■ Task brief ■
Can you reproduce the rat perirhinal cortex text word for word from "AP-5 (25 mm)" to "2 for details)."?

■ Document extract ■

────

At the end of the experiment, each rat was anesthetized with Euthetal and perfused transcardially with PBS, followed by 4% paraformaldehyde. The brain was postfixed in paraformaldehyde for a minimum of 2 h before being transferred to 30% sucrose in 0.2 m phosphate buffer and left overnight. Coronal sections were cut at 50 μm on a cryostat and stained with cresyl violet. Cannula locations were checked against standardized sections of the rat brain. Histological examination confirmed that infusions were made into the perirhinal cortex (Shi and Cassell, 1999) in all cases. From unpublished observations in the laboratory, using Indian ink and biotinylated oligonucleotides for visualization, the region infused is estimated to be 1–1.5 mm3, with the region being primarily confined to the perirhinal cortex. This spread is consistent with previously quoted results in other brain regions (Martin, 1991; Izquierdo et al., 2000; Attwell et al., 2001).
Results
The selective kainate (GLUK5) receptor antagonist UBP302 (1.5 mm) was infused locally into a rat's perirhinal cortex via bilaterally implanted cannulas (Warburton et al., 2003) (Fig. 1). Recognition memory was measured by the preferential exploration of a novel rather than a familiar object (Ennaceur and Delacour, 1988), using delays of 20 min and 24 h. For each delay, UBP302 or vehicle was infused 15 min before the initial familiarization with an object to investigate the effect of blocking kainate receptors during the familiarization (acquisition). Analysis of exploration behavior at the subsequent test indicated a significant interaction between treatment (drug or vehicle) and delay (ANOVA: F(1,12) = 7.5, p < 0.02). Further analysis revealed that for the UBP302 group, recognition memory was impaired compared with vehicle controls after a delay of 20 min (ANOVA: F(1,6) = 20.5, p < 0.005) but not when the delay was 24 h (F(1,6) <1; p > 0.1) (Fig. 2). Indeed, the performance of the UBP302-treated group differed significantly at the two time delays (F(1,12) = 5.19; p < 0.05). Drug infusion 2 min after acquisition with the test at a 20 min delay did not impair familiarity discrimination, so that UBP302 did not impair consolidation or retrieval mechanisms (Table 1). The drug was without effect on exploration levels (Table 2).
AP-5 (25 mm) or vehicle was infused 15 min before the initial familiarization with an object to investigate the effect of blocking NMDA receptors during the familiarization (acquisition). Analysis of exploration behavior at subsequent tests at delays of 20 min or 24 h indicated a significant interaction between treatment and delay (ANOVA: F(1,12) = 6.4, p < 0.03). In striking contrast to the effect of UBP302, further analysis revealed that AP-5 impaired recognition memory compared with vehicle controls after a delay of 24 h (ANOVA: F(1,6) = 10.9, p < 0.02) but not 20 min (F(1,6) < 1; p > 0.1) (Fig. 2). The performance of the AP-5-treated group at the two time delays differed significantly (F(1,12) = 14.7; p < 0.005) (Fig. 3). The impairment with the combined drug infusion could not be explained by differences in exploration during the sample or test phases (see Table 2 for details).

────

■ Source data ■

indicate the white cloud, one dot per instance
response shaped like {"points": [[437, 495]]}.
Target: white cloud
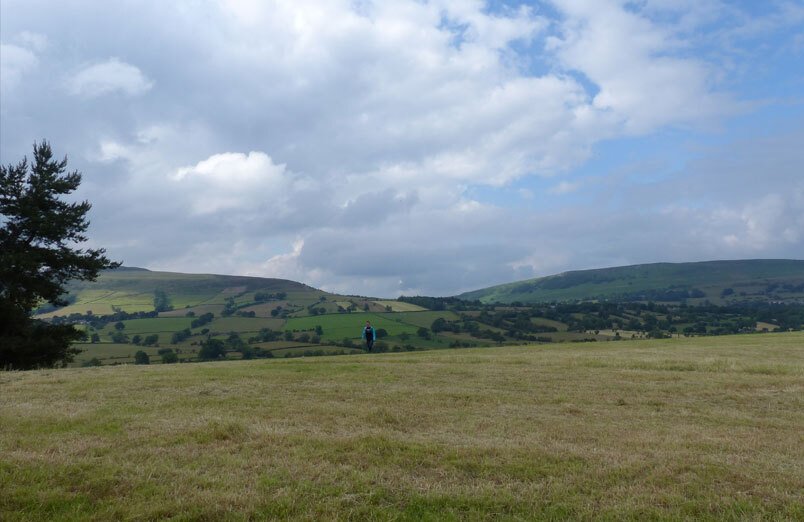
{"points": [[15, 62], [565, 187], [631, 60], [232, 180], [108, 77], [377, 130]]}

────

■ The answer ■
AP-5 (25 mm) or vehicle was infused 15 min before the initial familiarization with an object to investigate the effect of blocking NMDA receptors during the familiarization (acquisition). Analysis of exploration behavior at subsequent tests at delays of 20 min or 24 h indicated a significant interaction between treatment and delay (ANOVA: F(1,12) = 6.4, p < 0.03). In striking contrast to the effect of UBP302, further analysis revealed that AP-5 impaired recognition memory compared with vehicle controls after a delay of 24 h (ANOVA: F(1,6) = 10.9, p < 0.02) but not 20 min (F(1,6) < 1; p > 0.1) (Fig. 2). The performance of the AP-5-treated group at the two time delays differed significantly (F(1,12) = 14.7; p < 0.005) (Fig. 3). The impairment with the combined drug infusion could not be explained by differences in exploration during the sample or test phases (see Table 2 for details).